Do this: Give again, word for word, only the lines from the one containing "Drop one point on every instance of the chain-link" through the final line.

Rows:
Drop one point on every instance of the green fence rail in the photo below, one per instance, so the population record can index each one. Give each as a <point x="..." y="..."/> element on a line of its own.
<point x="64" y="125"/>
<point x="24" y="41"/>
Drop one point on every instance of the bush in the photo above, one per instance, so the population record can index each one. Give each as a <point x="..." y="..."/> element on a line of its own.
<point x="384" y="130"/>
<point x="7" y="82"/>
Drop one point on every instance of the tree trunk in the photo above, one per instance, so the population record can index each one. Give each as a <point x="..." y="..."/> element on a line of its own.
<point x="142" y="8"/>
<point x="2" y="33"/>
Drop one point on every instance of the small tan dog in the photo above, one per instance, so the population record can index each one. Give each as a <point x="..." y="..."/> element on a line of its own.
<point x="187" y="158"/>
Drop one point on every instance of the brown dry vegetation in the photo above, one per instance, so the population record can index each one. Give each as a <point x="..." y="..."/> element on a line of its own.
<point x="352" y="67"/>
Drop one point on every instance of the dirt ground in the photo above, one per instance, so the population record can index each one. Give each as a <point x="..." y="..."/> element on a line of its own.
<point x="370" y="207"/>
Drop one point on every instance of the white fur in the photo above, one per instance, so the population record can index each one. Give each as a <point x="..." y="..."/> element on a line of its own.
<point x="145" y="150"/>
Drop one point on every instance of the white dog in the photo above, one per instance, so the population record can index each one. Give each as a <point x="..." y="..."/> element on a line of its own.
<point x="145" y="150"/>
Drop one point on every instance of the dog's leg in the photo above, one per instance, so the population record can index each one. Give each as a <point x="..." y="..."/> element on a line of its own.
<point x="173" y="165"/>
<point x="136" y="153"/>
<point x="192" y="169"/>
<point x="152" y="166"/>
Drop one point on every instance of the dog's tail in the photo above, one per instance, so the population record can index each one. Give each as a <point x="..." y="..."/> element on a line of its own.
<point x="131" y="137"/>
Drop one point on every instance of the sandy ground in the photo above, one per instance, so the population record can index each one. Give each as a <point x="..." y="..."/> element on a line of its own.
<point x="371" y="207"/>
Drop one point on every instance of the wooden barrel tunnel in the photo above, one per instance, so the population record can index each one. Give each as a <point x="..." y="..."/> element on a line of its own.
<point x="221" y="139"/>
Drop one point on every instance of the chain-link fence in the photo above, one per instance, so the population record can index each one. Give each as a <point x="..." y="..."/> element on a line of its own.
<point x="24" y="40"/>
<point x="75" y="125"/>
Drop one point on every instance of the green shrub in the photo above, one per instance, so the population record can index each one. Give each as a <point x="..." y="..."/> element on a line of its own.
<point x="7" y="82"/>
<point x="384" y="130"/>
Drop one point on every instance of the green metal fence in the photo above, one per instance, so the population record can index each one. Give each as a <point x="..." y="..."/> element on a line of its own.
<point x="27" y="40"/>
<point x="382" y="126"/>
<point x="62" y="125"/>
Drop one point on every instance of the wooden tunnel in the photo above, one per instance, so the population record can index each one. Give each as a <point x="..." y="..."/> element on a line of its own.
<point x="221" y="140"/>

Written answer:
Drop one point on every instance of the chain-link fence in the photo above, one per instance, so the population record can index each one. Give each as a <point x="..." y="..."/> element on a line of its own.
<point x="24" y="40"/>
<point x="75" y="125"/>
Drop one point on every instance of the green shrub in the photo above, one per instance, so the population record can index each one. Give each as a <point x="..." y="..."/> element on a line of its own.
<point x="7" y="82"/>
<point x="384" y="130"/>
Drop one point on every instance of the green metal fence in the photo above, one per instance, so the population record can index each one. Give each as a <point x="..." y="..."/> element on a line of its own.
<point x="27" y="40"/>
<point x="382" y="126"/>
<point x="62" y="125"/>
Drop one point on every instance of the wooden tunnel in the photo above, one per instance, so the population record can index each one. Give each as a <point x="..." y="..."/> element on a line of its own.
<point x="221" y="140"/>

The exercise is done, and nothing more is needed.